- **Texto proporcionado**
▬▬▬

Crítica: Tras Rattle llegó Nézet-Séguin a Santander
Festival de Música de Santander
Tras Rattle llegó Nézet-Séguin
Obras de Liszt y Bruckner. Yefim Bronfman, piano. Orquesta Filarmónica de Rotterdam. Yannick Nézet-Séguin, director. Palacio de Festivales de Cantabria. 23 de agosto de 2018.
Sesenta y siete ediciones son muchas, marcan la solidez de uno de los grandes y veteranos festivales de música en España. Atrás quedan los en parte añorados conciertos al aire libre en la Plaza Porticada, que perduraron hasta el concierto final con Rostropovich en 1990. Desde el año siguiente la sede es el edificio de Sáenz de Oiza. Casi todos los grandes directores han pasado por él: Mehta , Solti , Muti , Barenboim y también solistas como Rubinstein , de Larrocha , Caballé, Berganza , Ramey , Flórez , Carreras o Domingo. Atrás quedan también unos años gloriosos que dejaron un importante déficit, que ya ha sido eliminado en la actual etapa que dirige Jaime Martín.

▬▬▬

- **Datos en bruto**
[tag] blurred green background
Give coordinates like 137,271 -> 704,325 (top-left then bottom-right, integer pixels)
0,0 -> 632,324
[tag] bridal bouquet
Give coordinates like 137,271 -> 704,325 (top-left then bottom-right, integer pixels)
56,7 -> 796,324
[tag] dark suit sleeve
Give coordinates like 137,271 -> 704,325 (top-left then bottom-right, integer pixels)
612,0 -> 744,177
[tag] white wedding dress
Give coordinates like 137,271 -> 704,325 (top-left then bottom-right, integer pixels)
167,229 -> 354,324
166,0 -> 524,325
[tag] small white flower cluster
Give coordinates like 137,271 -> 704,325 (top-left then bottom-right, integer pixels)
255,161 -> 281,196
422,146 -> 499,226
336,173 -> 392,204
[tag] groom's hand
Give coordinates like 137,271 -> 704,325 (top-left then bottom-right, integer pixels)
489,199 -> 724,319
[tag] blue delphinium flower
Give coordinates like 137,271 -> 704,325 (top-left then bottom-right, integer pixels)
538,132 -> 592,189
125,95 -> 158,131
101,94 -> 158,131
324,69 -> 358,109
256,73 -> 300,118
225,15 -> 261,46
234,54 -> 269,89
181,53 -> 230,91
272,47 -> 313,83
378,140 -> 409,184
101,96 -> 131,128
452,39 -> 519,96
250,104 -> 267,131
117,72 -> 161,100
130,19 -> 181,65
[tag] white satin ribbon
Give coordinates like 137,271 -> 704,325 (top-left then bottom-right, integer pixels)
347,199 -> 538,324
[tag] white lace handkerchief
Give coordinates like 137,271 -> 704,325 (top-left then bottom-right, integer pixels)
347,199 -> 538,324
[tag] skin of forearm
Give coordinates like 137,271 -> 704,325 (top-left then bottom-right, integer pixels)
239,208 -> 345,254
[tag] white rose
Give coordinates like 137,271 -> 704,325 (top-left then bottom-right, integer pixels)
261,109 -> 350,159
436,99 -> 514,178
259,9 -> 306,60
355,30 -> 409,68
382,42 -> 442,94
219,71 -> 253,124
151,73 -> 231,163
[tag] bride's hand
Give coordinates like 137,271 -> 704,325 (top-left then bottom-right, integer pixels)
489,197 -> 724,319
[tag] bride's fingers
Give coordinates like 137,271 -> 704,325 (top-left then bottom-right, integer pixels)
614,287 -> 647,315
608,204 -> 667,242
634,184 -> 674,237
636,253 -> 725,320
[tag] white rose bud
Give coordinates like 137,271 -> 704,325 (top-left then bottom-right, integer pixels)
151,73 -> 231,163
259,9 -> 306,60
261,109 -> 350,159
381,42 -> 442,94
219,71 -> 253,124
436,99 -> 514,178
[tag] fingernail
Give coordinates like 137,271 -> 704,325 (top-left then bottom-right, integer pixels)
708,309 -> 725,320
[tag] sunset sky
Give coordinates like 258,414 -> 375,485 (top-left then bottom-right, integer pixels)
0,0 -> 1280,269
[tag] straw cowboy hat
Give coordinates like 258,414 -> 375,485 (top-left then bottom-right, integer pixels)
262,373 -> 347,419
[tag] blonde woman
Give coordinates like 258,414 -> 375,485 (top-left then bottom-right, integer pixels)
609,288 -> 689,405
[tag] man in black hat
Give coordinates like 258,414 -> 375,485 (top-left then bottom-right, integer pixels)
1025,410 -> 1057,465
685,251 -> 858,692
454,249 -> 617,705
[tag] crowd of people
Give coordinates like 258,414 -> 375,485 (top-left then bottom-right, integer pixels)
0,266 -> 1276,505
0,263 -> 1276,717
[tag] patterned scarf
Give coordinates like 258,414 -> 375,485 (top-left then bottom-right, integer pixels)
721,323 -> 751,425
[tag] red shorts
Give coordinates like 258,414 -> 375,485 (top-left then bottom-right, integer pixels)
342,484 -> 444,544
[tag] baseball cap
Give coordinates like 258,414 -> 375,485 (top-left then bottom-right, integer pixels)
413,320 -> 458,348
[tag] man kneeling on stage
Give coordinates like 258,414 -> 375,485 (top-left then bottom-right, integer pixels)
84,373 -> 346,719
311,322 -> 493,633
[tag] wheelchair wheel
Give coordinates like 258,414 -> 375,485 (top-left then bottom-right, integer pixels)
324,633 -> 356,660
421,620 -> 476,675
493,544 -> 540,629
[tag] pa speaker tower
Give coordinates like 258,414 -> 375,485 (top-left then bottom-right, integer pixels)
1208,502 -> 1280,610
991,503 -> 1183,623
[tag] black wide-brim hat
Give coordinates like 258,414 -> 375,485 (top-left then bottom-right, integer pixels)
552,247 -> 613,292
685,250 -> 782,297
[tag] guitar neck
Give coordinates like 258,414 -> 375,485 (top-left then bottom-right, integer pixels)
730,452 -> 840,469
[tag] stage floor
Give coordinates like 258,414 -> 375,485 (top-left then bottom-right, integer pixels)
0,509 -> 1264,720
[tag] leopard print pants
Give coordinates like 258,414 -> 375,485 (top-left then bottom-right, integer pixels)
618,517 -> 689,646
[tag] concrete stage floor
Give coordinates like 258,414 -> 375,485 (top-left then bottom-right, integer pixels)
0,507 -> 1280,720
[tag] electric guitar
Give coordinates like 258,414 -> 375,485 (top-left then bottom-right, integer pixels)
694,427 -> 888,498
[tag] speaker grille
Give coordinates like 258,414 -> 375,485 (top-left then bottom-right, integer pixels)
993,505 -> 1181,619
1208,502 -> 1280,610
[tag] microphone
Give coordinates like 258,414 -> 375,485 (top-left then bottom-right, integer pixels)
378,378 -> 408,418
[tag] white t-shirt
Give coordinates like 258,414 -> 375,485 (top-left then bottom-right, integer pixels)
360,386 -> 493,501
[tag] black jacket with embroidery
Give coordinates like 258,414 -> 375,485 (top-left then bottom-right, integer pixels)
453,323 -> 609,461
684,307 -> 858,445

▬▬▬

- **Tarea 1**
Según la crítica del concierto de Santander, ¿son ciertas estas afirmaciones? (a) Los conciertos en la Plaza Porticada siguieron hasta 1990. (b) El festival todavía arrastra el déficit de sus años gloriosos. (c) El piano lo tocó Yefim Bronfman. Contesta sí o no a cada una y copia las palabras de la crítica que lo deciden.
- **Tarea 2**
Prolonga la crítica del concierto de Santander a partir de su última frase.

- **Respuesta 1**
(a) Sí: «que perduraron hasta el concierto final con Rostropovich en 1990».
(b) No: «que ya ha sido eliminado en la actual etapa que dirige Jaime Martín».
(c) Sí: «Yefim Bronfman, piano».

- **Respuesta 2**
Esta edición ha tenido un momento estrella con dos conciertos de Simon Rattle con la Sinfónica de Londres y muy especialmente con la “Novena” de Mahler.
Pero no van a la zaga los siguientes conciertos con la Filarmónica de Rotterdam y Yannick Nézet-Séguin y los de la Orquesta del Festival de Budapest con Ivan Fischer, recuperado de su reciente operación que le obligó a cancelar Verbier.
El canadiense Nézet-Séguin es uno de los directores en auge. Continúa ligado a formaciones en su país, pero desde 2005 es titular de Rotterdam y en 2020 asumirá la dirección del Metropolitan neoyorquino. La de Rotterdam es un conjunto sólido que justo este año celebra su centenario y que cuenta en su historia con titulares como Jean Fournet, Edo de Waart y Valery Gergiev.
El segundo concierto para piano de Liszt centró la breve primera parte con una lectura portentosa en los dedos de ese virtuoso que es Yefim Bronfman, pianista que reúne toda la tradición rusa y que sabe combinar la exhibición de fortaleza, muy ayudado por el pedal en ocasiones, con la sutil delicadeza lírica. Ambos extremos contiene la obra de Liszt en un solo movimiento con melodías que se van repitiendo transformadas a lo largo de su media hora. Nézet-Séguin cuidó al solista sin apagarle y cediéndole la primacía.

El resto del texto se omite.